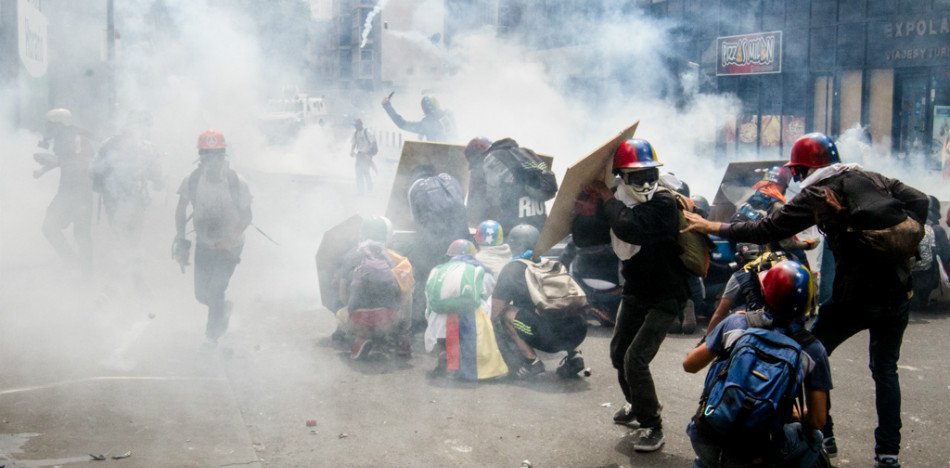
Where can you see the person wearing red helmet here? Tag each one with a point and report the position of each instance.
(221, 211)
(787, 293)
(871, 288)
(643, 227)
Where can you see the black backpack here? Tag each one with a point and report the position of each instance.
(436, 199)
(507, 163)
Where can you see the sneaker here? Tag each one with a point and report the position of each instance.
(689, 318)
(570, 365)
(648, 439)
(886, 461)
(625, 415)
(530, 369)
(361, 347)
(831, 448)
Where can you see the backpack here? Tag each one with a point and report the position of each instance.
(374, 284)
(433, 200)
(696, 246)
(748, 396)
(455, 287)
(553, 291)
(234, 186)
(925, 250)
(507, 163)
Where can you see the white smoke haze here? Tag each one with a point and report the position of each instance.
(201, 66)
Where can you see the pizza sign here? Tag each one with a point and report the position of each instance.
(749, 54)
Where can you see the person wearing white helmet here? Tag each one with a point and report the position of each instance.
(72, 204)
(221, 212)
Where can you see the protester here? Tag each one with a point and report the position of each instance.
(363, 147)
(437, 124)
(872, 284)
(375, 284)
(934, 253)
(72, 205)
(643, 223)
(221, 211)
(787, 292)
(550, 332)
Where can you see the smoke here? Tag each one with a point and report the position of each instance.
(368, 24)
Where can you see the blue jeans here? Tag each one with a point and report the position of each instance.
(801, 450)
(639, 332)
(213, 270)
(886, 324)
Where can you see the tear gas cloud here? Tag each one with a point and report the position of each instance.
(201, 64)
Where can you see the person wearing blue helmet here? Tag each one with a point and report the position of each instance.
(642, 220)
(872, 285)
(787, 293)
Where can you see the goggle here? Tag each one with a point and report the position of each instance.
(798, 172)
(650, 176)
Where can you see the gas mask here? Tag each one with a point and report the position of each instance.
(641, 184)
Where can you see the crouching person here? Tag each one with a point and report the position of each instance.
(376, 286)
(751, 412)
(540, 307)
(458, 317)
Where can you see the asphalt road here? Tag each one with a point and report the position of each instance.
(99, 364)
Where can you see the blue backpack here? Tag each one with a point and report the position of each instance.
(748, 397)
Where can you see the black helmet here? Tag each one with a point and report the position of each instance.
(523, 237)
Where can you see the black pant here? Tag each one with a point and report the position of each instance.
(886, 324)
(640, 330)
(213, 270)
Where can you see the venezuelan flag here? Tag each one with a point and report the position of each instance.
(470, 346)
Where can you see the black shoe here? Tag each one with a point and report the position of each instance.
(530, 369)
(625, 415)
(570, 365)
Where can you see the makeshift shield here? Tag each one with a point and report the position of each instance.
(595, 165)
(335, 243)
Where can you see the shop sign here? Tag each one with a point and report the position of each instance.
(31, 27)
(749, 54)
(910, 41)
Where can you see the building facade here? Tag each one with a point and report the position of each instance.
(825, 65)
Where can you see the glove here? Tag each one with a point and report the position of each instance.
(181, 251)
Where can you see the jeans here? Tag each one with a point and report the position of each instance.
(801, 450)
(213, 270)
(640, 330)
(886, 323)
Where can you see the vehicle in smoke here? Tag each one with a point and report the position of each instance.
(286, 117)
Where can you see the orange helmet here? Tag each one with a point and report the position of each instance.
(211, 139)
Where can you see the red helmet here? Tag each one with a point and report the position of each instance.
(211, 139)
(787, 288)
(813, 150)
(779, 175)
(635, 153)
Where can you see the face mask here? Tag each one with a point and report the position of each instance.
(640, 185)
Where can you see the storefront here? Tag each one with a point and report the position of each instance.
(880, 66)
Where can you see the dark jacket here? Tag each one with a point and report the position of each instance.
(655, 272)
(861, 273)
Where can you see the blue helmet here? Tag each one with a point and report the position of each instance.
(489, 232)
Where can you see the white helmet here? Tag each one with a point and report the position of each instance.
(60, 115)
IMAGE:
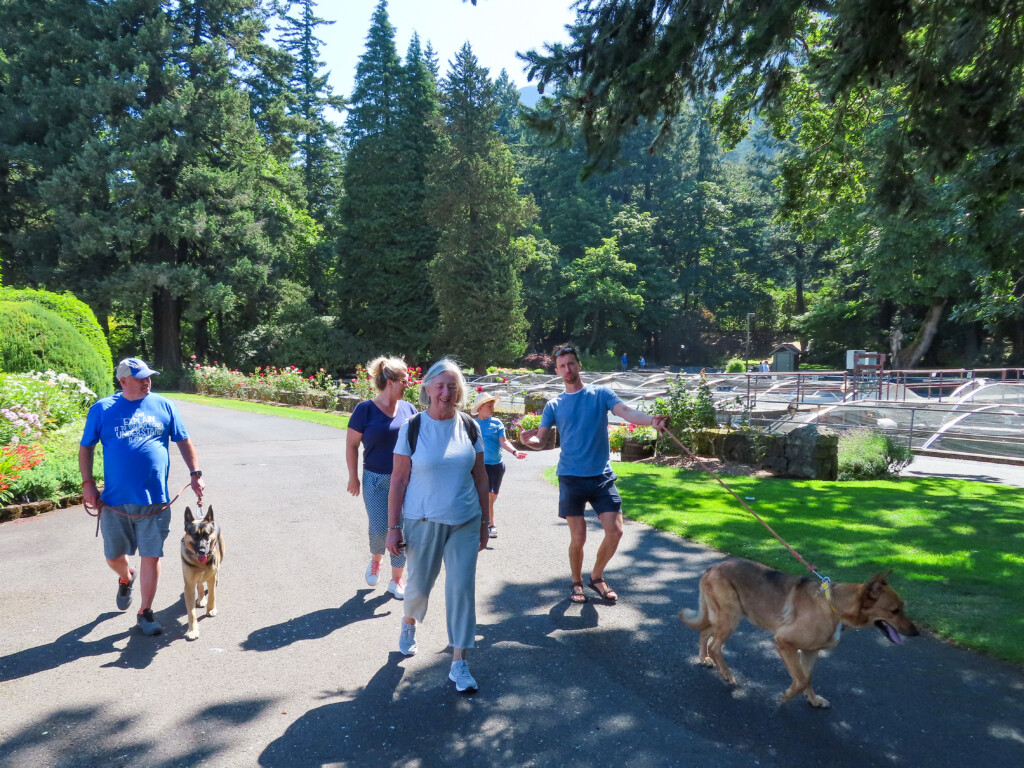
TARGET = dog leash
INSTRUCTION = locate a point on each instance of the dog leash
(100, 507)
(825, 581)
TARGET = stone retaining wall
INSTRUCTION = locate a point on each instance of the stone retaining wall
(810, 452)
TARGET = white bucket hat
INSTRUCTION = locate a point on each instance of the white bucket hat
(482, 398)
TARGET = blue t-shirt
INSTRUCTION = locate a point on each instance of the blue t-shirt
(380, 432)
(582, 419)
(136, 436)
(440, 484)
(493, 431)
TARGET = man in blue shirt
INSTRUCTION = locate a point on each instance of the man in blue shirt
(135, 428)
(581, 414)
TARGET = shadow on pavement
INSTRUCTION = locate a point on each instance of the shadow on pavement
(320, 624)
(628, 691)
(205, 736)
(68, 647)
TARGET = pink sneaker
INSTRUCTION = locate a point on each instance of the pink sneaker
(373, 572)
(397, 589)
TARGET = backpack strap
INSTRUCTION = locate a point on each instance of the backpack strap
(472, 428)
(414, 432)
(468, 423)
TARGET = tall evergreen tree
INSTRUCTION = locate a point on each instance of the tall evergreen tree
(318, 152)
(475, 205)
(148, 188)
(383, 250)
(317, 136)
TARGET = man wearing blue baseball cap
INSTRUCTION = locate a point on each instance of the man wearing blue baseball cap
(135, 428)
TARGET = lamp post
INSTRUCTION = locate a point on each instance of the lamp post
(747, 363)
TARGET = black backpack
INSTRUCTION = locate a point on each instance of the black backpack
(468, 423)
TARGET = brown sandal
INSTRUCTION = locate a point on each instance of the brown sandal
(577, 594)
(608, 594)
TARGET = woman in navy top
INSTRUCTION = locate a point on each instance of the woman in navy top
(375, 423)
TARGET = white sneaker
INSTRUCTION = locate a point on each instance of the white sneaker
(397, 589)
(373, 572)
(407, 639)
(464, 682)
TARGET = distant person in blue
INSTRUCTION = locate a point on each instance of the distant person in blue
(135, 427)
(375, 423)
(494, 442)
(581, 414)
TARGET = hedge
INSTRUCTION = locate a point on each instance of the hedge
(33, 338)
(72, 309)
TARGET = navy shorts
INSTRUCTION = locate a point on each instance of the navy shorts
(142, 527)
(599, 491)
(495, 474)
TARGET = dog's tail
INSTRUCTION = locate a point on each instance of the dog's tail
(696, 620)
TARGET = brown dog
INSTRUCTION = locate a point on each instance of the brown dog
(796, 609)
(202, 553)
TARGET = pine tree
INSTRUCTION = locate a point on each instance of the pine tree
(148, 184)
(385, 246)
(317, 136)
(476, 207)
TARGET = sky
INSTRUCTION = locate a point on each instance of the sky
(495, 29)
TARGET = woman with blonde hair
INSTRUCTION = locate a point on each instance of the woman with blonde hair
(375, 424)
(443, 493)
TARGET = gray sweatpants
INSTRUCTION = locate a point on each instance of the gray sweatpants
(427, 546)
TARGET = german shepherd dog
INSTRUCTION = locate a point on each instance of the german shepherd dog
(803, 617)
(202, 553)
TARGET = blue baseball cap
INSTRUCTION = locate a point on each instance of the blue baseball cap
(134, 368)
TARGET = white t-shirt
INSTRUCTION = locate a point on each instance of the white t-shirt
(440, 486)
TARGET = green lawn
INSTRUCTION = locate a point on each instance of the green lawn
(956, 547)
(329, 419)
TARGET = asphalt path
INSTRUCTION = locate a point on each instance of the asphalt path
(300, 667)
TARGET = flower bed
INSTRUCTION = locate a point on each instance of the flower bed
(291, 386)
(41, 416)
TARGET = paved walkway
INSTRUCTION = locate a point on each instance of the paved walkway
(300, 667)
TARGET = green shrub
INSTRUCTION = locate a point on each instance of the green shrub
(72, 309)
(33, 338)
(526, 421)
(688, 410)
(607, 360)
(619, 435)
(866, 454)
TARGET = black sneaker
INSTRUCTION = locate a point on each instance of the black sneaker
(124, 591)
(148, 624)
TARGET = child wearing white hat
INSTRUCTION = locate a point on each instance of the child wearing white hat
(494, 441)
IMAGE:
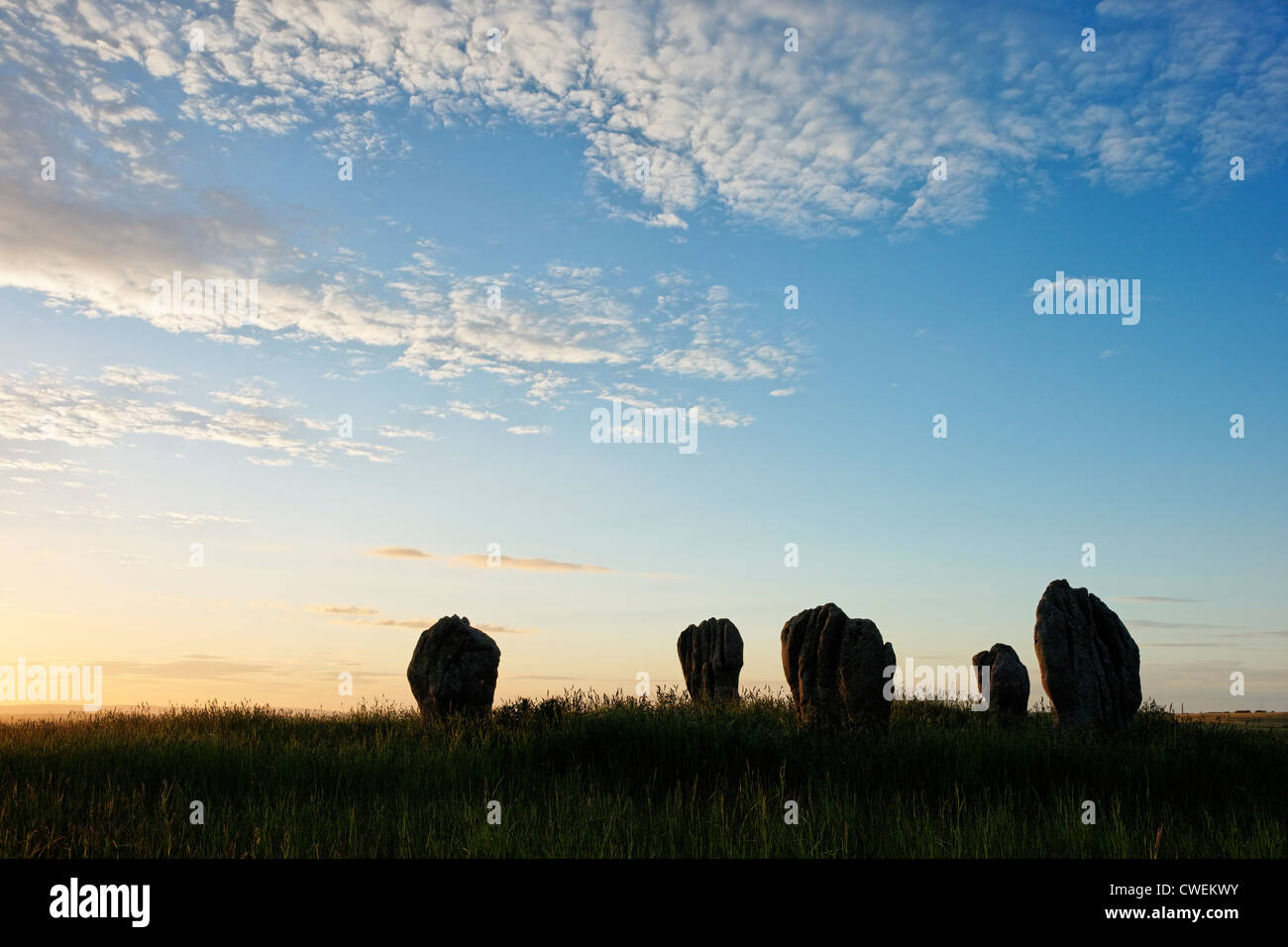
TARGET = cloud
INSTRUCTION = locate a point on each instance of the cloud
(343, 609)
(399, 553)
(533, 565)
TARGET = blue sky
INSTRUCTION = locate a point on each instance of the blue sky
(128, 434)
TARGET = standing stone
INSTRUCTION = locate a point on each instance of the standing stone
(835, 667)
(1090, 664)
(711, 659)
(454, 669)
(1008, 681)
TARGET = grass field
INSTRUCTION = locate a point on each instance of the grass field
(593, 776)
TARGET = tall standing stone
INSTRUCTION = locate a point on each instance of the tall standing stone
(835, 668)
(711, 659)
(1090, 664)
(1008, 681)
(454, 669)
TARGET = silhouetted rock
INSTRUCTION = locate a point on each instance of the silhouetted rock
(1090, 664)
(711, 659)
(454, 669)
(835, 667)
(1008, 681)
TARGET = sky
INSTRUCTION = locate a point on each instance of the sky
(814, 228)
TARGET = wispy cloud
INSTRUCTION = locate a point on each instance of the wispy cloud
(399, 553)
(533, 565)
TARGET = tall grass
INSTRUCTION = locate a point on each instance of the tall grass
(613, 776)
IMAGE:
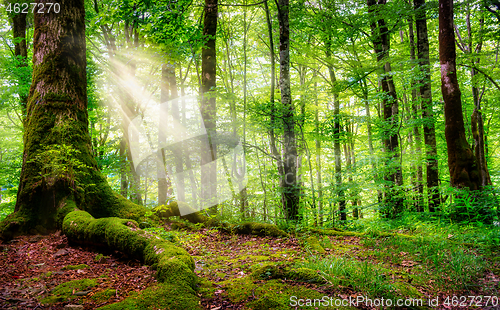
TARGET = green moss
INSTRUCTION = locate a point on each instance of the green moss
(313, 244)
(104, 295)
(206, 288)
(75, 267)
(162, 296)
(64, 291)
(258, 229)
(238, 289)
(258, 258)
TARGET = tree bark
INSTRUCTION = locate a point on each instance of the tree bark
(290, 191)
(21, 52)
(163, 185)
(426, 99)
(461, 161)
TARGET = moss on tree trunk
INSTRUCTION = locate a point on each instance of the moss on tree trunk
(58, 165)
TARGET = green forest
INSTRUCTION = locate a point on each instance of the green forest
(286, 154)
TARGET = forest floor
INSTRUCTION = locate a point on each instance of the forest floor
(45, 272)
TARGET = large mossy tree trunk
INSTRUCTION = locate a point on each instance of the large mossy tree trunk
(58, 165)
(461, 161)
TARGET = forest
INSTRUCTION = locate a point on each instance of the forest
(246, 154)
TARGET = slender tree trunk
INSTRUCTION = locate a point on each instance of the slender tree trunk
(160, 163)
(318, 156)
(394, 176)
(179, 149)
(208, 107)
(461, 161)
(426, 99)
(59, 172)
(21, 52)
(417, 170)
(477, 125)
(123, 168)
(290, 188)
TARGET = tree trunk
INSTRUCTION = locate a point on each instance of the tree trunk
(427, 113)
(461, 161)
(21, 52)
(58, 166)
(179, 147)
(160, 160)
(336, 145)
(318, 156)
(417, 173)
(394, 176)
(208, 107)
(290, 191)
(272, 117)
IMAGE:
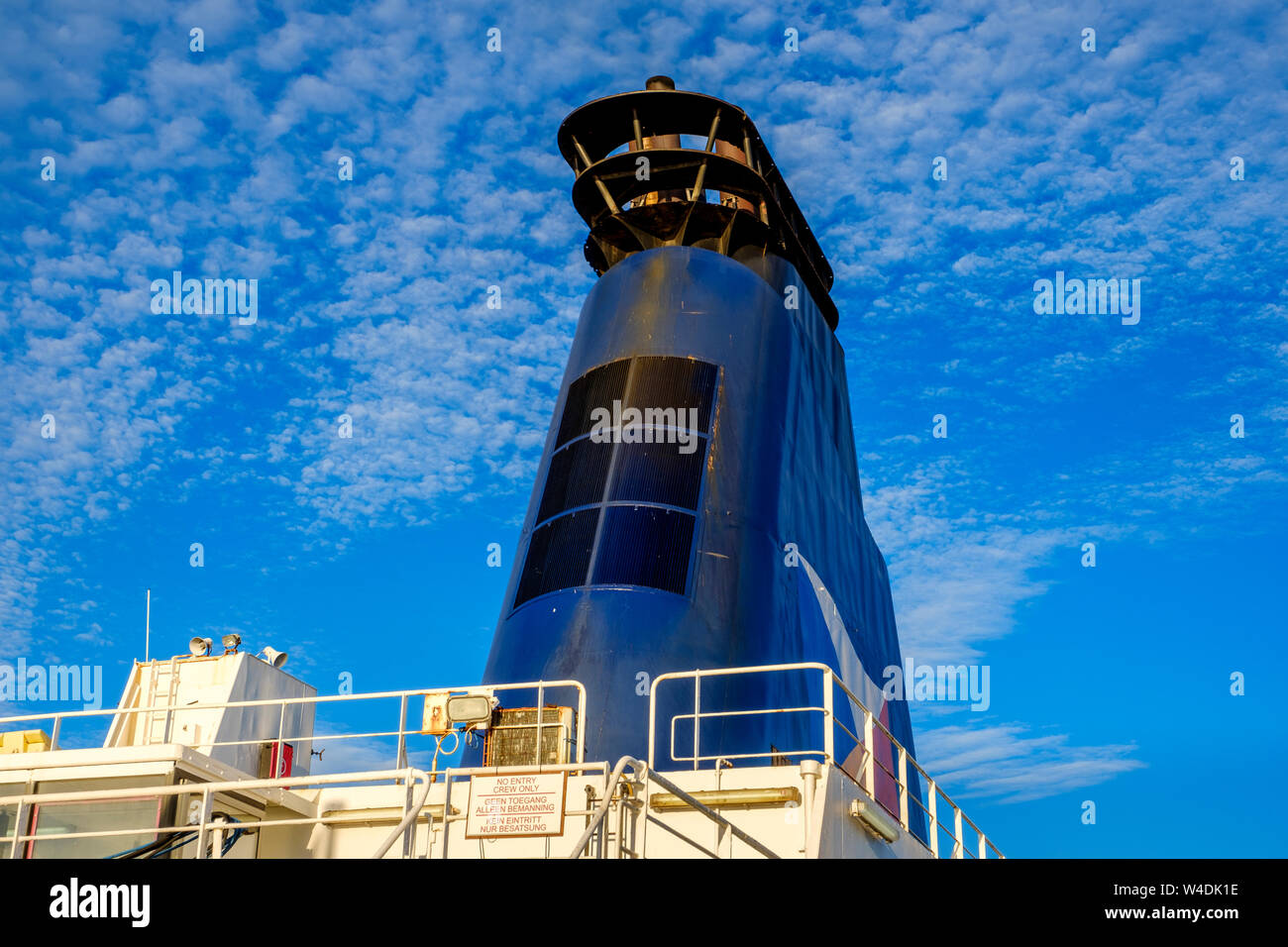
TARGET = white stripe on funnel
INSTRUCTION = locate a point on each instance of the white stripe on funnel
(846, 659)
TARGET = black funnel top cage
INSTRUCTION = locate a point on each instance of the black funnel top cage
(639, 188)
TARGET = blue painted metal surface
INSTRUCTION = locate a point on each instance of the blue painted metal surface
(781, 471)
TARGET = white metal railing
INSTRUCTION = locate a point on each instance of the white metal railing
(866, 775)
(207, 821)
(643, 775)
(174, 710)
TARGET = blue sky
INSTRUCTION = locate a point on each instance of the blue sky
(368, 556)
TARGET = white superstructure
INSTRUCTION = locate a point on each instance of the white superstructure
(232, 757)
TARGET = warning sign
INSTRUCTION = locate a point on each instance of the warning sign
(515, 805)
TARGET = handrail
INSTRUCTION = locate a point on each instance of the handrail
(205, 789)
(866, 777)
(402, 732)
(411, 814)
(644, 774)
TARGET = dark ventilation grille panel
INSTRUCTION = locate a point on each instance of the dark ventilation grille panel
(596, 388)
(644, 545)
(558, 556)
(578, 475)
(679, 382)
(626, 531)
(658, 474)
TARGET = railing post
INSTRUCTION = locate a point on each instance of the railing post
(541, 718)
(828, 716)
(410, 835)
(20, 828)
(206, 804)
(903, 788)
(400, 763)
(281, 735)
(934, 818)
(870, 757)
(697, 712)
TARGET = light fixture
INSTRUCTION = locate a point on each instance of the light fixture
(875, 819)
(469, 709)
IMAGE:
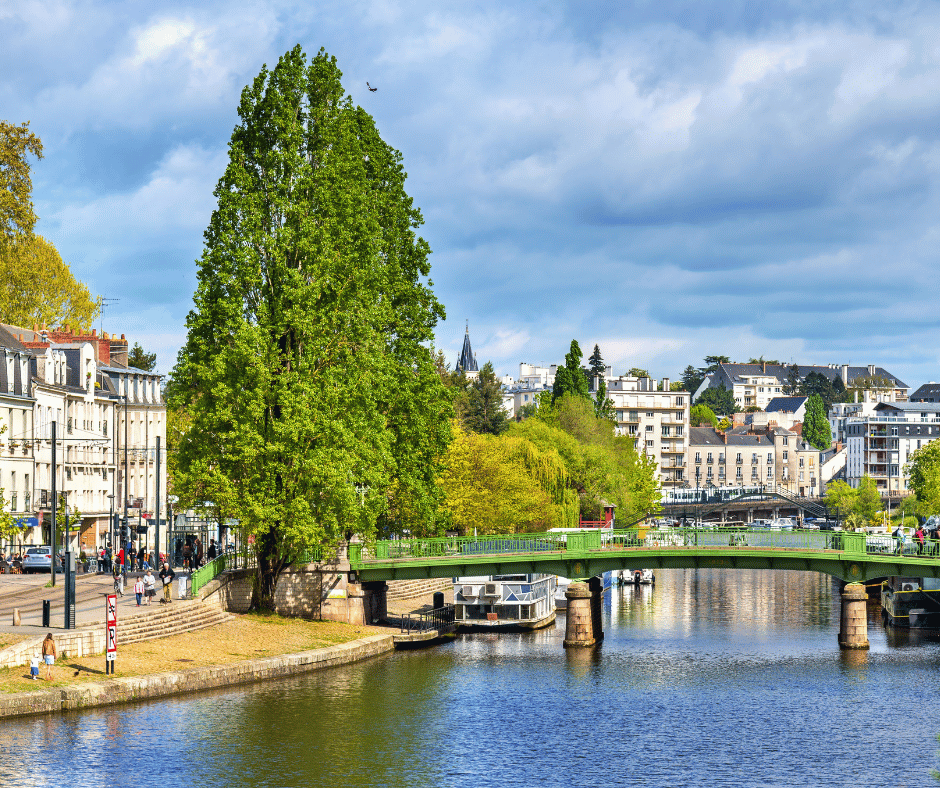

═══

### INSTRUCTIONS FOR THE TASK:
Reproduce the data above verbatim, from the line containing "TARGET = dark ventilation grille panel" through the end of the data, both ends included, and leave the pictures out.

### RESPONSE TO THIS TASK:
TARGET = dark ventilation grille panel
INSTRUCTION = locate a point on each instance of the dark ventilation grille panel
(596, 388)
(644, 545)
(558, 556)
(578, 475)
(679, 382)
(626, 531)
(658, 474)
TARGET = railing post
INSTRUCTION = locate a point on each instance of the railing post
(541, 718)
(828, 716)
(410, 835)
(20, 828)
(206, 804)
(903, 788)
(400, 763)
(281, 735)
(934, 818)
(870, 757)
(697, 712)
TARGET = light fixture
INSTRUCTION = locate a point on each instance of the light fixture
(875, 819)
(469, 709)
IMAGE:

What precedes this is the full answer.